→ **Exercise aim**: Reproduce verbatim the rows starting at the line containing "locate the white sneaker in the photo above" and running through the final row, both ends included.

→ **Available data**:
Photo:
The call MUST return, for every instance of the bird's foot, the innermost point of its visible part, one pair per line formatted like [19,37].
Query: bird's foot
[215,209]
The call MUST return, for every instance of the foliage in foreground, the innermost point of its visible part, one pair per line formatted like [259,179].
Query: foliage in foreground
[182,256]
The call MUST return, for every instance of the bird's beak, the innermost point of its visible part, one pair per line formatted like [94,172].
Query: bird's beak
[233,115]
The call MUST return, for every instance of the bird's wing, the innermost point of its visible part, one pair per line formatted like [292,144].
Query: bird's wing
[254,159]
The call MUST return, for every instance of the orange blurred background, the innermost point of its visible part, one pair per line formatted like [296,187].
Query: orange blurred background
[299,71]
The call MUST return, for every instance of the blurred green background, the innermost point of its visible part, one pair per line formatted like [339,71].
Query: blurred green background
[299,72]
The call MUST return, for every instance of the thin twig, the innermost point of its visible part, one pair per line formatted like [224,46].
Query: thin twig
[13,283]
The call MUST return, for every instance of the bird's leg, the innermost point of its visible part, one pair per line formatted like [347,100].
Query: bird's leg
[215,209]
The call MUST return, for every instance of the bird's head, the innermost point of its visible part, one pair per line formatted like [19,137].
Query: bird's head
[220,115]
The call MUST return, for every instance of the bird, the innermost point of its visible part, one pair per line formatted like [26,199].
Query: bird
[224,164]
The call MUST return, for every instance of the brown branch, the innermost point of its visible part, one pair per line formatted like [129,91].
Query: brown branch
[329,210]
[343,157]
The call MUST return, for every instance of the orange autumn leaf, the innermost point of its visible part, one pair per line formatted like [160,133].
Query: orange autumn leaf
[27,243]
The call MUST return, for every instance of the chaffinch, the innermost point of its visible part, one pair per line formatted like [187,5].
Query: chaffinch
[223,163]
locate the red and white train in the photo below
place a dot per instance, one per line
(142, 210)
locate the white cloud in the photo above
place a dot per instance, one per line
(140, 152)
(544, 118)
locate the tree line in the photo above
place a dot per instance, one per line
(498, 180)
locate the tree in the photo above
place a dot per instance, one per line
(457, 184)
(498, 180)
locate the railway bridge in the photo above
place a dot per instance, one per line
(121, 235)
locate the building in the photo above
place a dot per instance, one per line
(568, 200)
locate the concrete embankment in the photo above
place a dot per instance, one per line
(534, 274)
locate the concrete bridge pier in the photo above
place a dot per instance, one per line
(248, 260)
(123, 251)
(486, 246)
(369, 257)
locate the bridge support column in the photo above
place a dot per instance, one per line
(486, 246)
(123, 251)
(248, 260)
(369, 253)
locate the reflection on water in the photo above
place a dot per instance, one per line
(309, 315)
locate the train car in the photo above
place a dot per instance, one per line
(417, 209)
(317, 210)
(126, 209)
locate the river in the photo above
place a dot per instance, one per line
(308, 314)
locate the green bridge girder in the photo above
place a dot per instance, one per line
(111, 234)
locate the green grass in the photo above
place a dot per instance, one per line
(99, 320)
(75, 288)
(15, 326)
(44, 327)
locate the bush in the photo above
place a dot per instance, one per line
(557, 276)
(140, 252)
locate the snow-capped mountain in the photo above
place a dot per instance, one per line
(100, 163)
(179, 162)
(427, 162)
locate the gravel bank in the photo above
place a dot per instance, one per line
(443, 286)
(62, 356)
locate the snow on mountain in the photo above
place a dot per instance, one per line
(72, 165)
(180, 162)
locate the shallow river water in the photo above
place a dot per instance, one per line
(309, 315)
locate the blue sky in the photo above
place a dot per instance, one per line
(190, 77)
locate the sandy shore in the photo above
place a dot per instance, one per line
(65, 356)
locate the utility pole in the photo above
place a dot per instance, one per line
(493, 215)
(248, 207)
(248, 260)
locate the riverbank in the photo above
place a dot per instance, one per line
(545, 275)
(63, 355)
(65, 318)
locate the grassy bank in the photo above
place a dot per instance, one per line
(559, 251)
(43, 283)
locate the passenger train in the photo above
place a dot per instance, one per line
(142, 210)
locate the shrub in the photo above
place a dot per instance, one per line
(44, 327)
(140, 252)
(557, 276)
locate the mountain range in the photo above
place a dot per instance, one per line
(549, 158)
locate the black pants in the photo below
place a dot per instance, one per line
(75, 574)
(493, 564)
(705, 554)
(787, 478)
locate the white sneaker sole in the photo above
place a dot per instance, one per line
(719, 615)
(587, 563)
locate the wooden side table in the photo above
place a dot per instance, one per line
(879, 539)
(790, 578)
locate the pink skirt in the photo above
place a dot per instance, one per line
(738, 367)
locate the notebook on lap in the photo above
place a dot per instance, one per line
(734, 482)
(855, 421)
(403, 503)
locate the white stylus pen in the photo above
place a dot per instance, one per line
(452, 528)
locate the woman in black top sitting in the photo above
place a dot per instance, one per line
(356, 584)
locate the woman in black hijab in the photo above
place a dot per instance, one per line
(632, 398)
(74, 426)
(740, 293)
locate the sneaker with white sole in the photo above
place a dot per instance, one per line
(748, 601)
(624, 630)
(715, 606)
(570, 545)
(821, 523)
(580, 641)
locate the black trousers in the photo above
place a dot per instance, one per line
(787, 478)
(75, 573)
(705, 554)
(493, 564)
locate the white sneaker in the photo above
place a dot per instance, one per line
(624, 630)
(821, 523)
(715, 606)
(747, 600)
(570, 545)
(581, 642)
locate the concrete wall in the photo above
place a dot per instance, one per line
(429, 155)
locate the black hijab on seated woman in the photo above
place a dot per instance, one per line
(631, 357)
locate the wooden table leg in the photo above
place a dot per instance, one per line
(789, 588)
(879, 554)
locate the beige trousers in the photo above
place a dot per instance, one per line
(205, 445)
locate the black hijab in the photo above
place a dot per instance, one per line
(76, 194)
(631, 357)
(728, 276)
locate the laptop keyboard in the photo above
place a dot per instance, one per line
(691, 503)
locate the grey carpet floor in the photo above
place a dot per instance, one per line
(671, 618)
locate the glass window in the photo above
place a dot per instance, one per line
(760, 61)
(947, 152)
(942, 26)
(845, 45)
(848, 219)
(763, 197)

→ **Result of this task**:
locate the white sneaker in the photo above
place a dot per instance, one per line
(624, 630)
(821, 523)
(715, 606)
(747, 600)
(570, 545)
(581, 642)
locate the concrete wall in the photo above
place a dot per instance, one per line
(429, 155)
locate the black hijab on seated woman in the photo above
place a dot per instance, one per line
(631, 357)
locate the wooden table leg in the photo above
place a dot per instance, one per line
(789, 588)
(879, 554)
locate the beige trousers in the photo above
place a dot per instance, one per line
(205, 445)
locate the black hijab in the photo above
place a dot per instance, one per line
(76, 194)
(631, 357)
(728, 276)
locate the laptop keyboard in the photo above
place a dot per instance, one per line
(691, 503)
locate the grey carpet floor in the photo above
place a dot per instance, one per line
(671, 618)
locate the glass window in the photo above
place a dot per instance, one per line
(760, 61)
(947, 152)
(942, 26)
(845, 45)
(848, 219)
(763, 197)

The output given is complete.